[Information]
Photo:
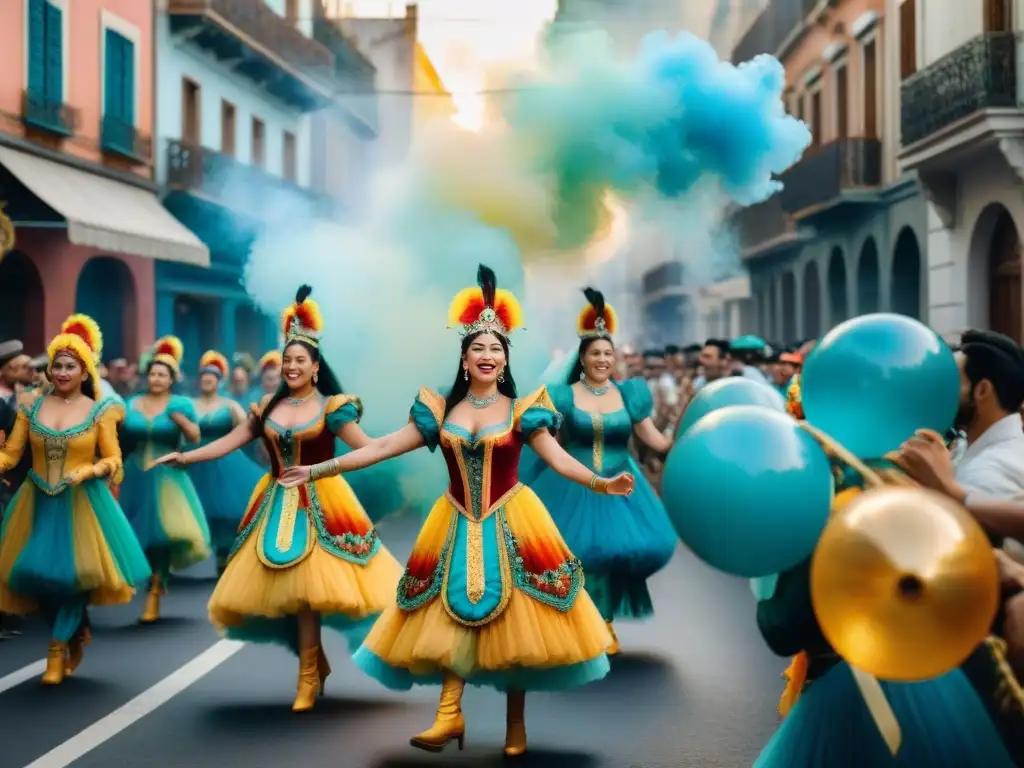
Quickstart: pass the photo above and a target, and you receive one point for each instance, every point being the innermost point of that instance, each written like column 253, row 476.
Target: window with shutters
column 44, row 95
column 119, row 94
[/Information]
Aim of the exercise. Make a word-for-word copy of the records above, excluding all pictures.

Task response.
Photo:
Quickstart: pass the photo above and a target, and you receive one point for each instance, every point being the innermost point of that instance, each written like column 253, row 476.
Target: window with shutters
column 44, row 95
column 119, row 94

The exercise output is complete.